WRITTEN EXERCISE:
Can you reproduce these lines word for word, leaving out the picture?

ENTRIES SHOWN:
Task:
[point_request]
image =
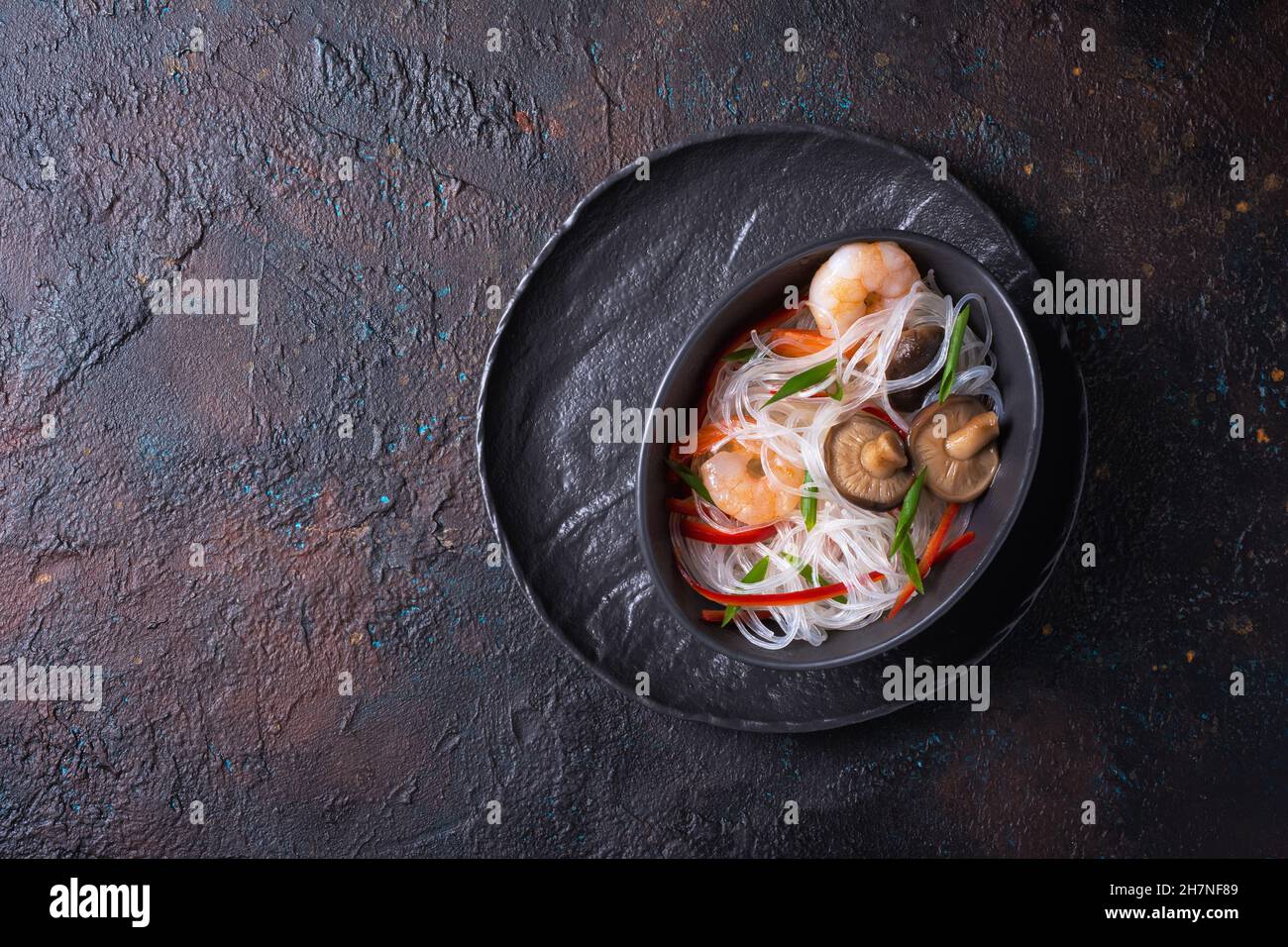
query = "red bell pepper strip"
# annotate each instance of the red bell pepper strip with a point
(964, 540)
(764, 600)
(761, 326)
(877, 412)
(716, 615)
(704, 532)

TASK ANSWER:
Task:
[point_request]
image =
query = "red bell pepper strip"
# annotate each instance of the red bell pepper strip with a point
(964, 540)
(764, 600)
(761, 326)
(877, 412)
(716, 615)
(704, 532)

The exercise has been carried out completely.